__PROMPT A__
Rewrite the entries from their beginning through the line containing "[[[206,78],[206,83],[228,83],[230,82],[230,78]]]", swapping "black planter box" for "dark wooden planter" and keeping everything else the same.

__READING TEXT__
* START *

Sysadmin

Synology DS918+ quick notes


Just bought a new NAS for home, and decided on a Synology DS918+ with 4 10TB drives ($539 + 4 x $310). Why not another ReadyNAS? A combination of price and vague dissatisfaction with the ones I’ve used in the past; I may write that up sometime.

Why not FreeNAS? Because I didn’t feel like building one from scratch right now (as much as I like the idea of a ZFS-based NAS), and the prebuilt unit we once bought from iXsystems ended up going back due to being a piece of junk. Both Synology and ReadyNAS use BTRFS as their filesystem format these days, which offers a lot of what you get with ZFS without the need to occasionally resort to command-line incantations. (“Not That There’s Anything Wrong With That!”)

* END *

__DATASET CONTENT__
* START *

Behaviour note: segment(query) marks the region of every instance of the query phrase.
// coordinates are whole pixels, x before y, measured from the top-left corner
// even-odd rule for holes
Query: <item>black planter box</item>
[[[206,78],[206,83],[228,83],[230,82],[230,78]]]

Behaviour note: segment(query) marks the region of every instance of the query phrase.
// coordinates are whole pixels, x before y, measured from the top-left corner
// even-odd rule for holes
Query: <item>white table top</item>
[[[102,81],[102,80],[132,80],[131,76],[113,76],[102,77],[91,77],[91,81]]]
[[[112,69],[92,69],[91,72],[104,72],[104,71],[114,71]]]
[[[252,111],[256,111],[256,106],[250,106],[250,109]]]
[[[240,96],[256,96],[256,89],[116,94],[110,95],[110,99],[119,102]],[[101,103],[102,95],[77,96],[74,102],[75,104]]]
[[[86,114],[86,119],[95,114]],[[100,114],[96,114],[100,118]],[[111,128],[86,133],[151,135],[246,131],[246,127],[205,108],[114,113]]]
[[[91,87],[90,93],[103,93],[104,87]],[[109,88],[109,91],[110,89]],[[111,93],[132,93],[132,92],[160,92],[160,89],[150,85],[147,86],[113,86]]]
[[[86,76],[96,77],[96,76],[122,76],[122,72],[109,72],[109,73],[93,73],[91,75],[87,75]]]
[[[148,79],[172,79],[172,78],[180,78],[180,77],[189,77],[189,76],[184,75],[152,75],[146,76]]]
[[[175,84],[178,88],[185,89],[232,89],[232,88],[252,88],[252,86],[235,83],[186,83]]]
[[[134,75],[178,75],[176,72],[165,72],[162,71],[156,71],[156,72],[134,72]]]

* END *

__PROMPT B__
Extend the post on the Synology NAS purchase, picking up right after its final sentence.

__WRITTEN RESPONSE A__
Behaviour note: segment(query) marks the region of every instance of the query phrase.
// coordinates are whole pixels, x before y, measured from the top-left corner
// even-odd rule for holes
Query: <item>dark wooden planter</item>
[[[206,78],[206,83],[228,83],[230,82],[230,78]]]

__WRITTEN RESPONSE B__
Drive installation was painless (simple snap-in hot-swap trays), and while I found the “desktop” web GUI a bit overdone, everything works well. The biggest annoyance was figuring out which of the “private cloud” packages to add, because they recently changed all that, resulting in some confusion. (short version: only install the Drive package and desktop/mobile clients, and open TCP ports 5000, 5001, and 6690; also use the builtin LetsEncrypt support and set everything to require SSL)

The “EZ-Internet” cloud/firewall config was useless; it’s just a UPnP wrapper, and when it realized that it couldn’t auto-configure my OpenBSD router, the only help it offered was “hey, you should open some ports”, with no indication of which ones were actually required for the installed packages (see above).

Side note: I was amused and pleased that Drive, their latest, greatest personal cloud solution, required installing the Perl package. 😜

I went with their ‘hybrid’ RAID config, SHR-1, because it resizes better when you add more drives or swap in larger drives. This gives me 26 TB in usable space (9.1 * 3 - overhead), which is plenty for now. Down the road, if when media, disk images, and automated backups start to fill that up, I’ll add the DX517 expansion chassis and another 5 10TB drives and bring it up to 52 TB usable.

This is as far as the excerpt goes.